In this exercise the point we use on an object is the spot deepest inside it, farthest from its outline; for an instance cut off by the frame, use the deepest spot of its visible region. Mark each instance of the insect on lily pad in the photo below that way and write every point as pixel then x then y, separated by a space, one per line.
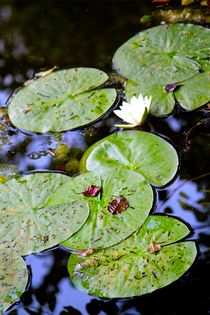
pixel 129 268
pixel 61 100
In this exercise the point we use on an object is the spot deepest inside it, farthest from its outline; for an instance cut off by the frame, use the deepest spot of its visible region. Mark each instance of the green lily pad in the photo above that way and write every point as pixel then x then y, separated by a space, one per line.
pixel 143 152
pixel 30 221
pixel 194 92
pixel 61 100
pixel 103 228
pixel 163 54
pixel 13 275
pixel 130 268
pixel 162 102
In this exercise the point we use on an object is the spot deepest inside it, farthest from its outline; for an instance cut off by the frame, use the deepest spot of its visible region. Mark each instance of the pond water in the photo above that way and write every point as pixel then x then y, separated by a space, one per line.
pixel 39 35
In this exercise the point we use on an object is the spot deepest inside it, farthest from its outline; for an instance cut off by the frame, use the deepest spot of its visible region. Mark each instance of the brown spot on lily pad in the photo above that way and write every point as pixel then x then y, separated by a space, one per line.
pixel 118 205
pixel 84 253
pixel 171 87
pixel 153 247
pixel 91 191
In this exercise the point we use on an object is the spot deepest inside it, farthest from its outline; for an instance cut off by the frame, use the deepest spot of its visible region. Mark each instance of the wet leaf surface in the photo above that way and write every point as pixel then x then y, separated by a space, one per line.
pixel 103 229
pixel 129 269
pixel 13 275
pixel 61 100
pixel 143 152
pixel 163 54
pixel 91 191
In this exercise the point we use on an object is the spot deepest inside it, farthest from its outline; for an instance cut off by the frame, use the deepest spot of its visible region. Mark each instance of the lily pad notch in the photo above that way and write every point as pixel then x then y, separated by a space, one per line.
pixel 61 100
pixel 165 56
pixel 150 259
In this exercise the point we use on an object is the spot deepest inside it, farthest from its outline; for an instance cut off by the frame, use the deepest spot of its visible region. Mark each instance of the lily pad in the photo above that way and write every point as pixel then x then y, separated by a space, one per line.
pixel 143 152
pixel 130 268
pixel 13 275
pixel 30 221
pixel 162 102
pixel 61 100
pixel 194 92
pixel 103 228
pixel 163 54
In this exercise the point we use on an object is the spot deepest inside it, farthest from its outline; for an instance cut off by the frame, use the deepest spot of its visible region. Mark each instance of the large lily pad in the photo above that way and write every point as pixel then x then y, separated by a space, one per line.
pixel 130 268
pixel 13 275
pixel 163 54
pixel 162 102
pixel 61 100
pixel 103 228
pixel 30 221
pixel 195 92
pixel 143 152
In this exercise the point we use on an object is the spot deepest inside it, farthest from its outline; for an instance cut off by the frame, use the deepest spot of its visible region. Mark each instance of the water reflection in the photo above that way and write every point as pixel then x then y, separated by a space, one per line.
pixel 40 35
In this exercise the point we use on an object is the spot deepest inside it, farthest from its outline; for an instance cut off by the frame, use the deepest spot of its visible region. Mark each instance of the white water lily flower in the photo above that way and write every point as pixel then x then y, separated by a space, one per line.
pixel 134 112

▬▬▬▬▬▬▬▬▬▬

WORK INSTRUCTION →
The whole listing is to be retyped exactly, with its pictures removed.

ANSWER TO THIS TASK →
In this exercise the point we use on an object is the spot deepest inside it, farthest from its outline; for an instance cut off by the frame, use the deepest spot of its visible region. Mark each instance of the insect on lily pad in the photo below that way and write every point as pixel then x then y, separated by a space, one per line.
pixel 129 268
pixel 61 100
In this exercise the point we use on an object is the spot deepest inside it, farthest from its outline; for an instance cut off by the frame, use the deepest spot of its visible region. Mark each instance of the green lily pad in the photo above that way and write every point as pixel then x then y, separated by a space, one per line.
pixel 143 152
pixel 30 221
pixel 194 92
pixel 61 100
pixel 103 228
pixel 163 54
pixel 13 275
pixel 130 268
pixel 162 102
In this exercise the point we use on an object is the spot deepest inside it, farthest from its outline; for an instance cut off by the frame, use the deepest spot of its visible region. Mark each instance of the pond water in the photo above that way and write every point as pixel then x then y, separated by a space, one per line.
pixel 39 35
In this exercise the point we use on an object is the spot deepest inside it, farthest from its outline; for an instance cut off by the frame, use the deepest spot of its visible region. Mark each instance of the brown spot on lily pad in the photo above that way and write every point as pixel then x then y, separated by a space, one per line.
pixel 118 205
pixel 84 253
pixel 171 87
pixel 153 247
pixel 91 191
In this exercise the point we use on an object is the spot deepest inside it, farthest from its outline; for an instance cut off by the frame, use the deepest spot of its visible region. Mark each instance of the wet leaf surface in the photo above that way and write every point as pixel then x then y, separated by a space, one per line.
pixel 103 229
pixel 129 269
pixel 13 275
pixel 61 100
pixel 143 152
pixel 163 54
pixel 91 191
In this exercise the point we use on an object is the spot deepest inside it, farthest from its outline; for an instance cut off by the frame, use the deepest spot of its visible region. Mark each instance of the lily pad notch in the photo above that way and write every point as pixel then x then y, separated by a space, one per line.
pixel 61 100
pixel 165 56
pixel 150 259
In this exercise the point we use on an object is the spot deepest inside it, farthest from its outline; for an instance cut off by the frame, use the deepest spot of its visible region. Mark each instance of the lily pad in the photo above that way and write every point as pixel then x then y, separated by a space, one per line.
pixel 143 152
pixel 130 268
pixel 13 275
pixel 30 221
pixel 162 102
pixel 61 100
pixel 194 92
pixel 103 228
pixel 163 54
In this exercise the point we use on an object is the spot deepest inside it, farthest from its outline; for an instance cut off by the frame, use the deepest spot of its visible region. Mark each instance of the large lily pad in the photo above that way and write every point as pixel then x then y, separated by a space, one per line.
pixel 130 268
pixel 13 275
pixel 163 54
pixel 162 102
pixel 61 100
pixel 103 228
pixel 30 221
pixel 195 92
pixel 143 152
In this exercise the point we use on an object is the spot deepest inside it, farthest from its outline; for an instance cut off by the frame, use the deepest spot of its visible region. Mark each instance of the water reflection in the photo above that way and write every point as pixel then x then y, separated by a space, one per line.
pixel 40 35
In this exercise the point we use on an object is the spot deepest inside it, farthest from its outline; for an instance cut off by the frame, use the deepest spot of its visible region. Mark each instance of the white water lily flower in the photo above that way and write every point as pixel then x then y, separated by a space, one per line.
pixel 134 112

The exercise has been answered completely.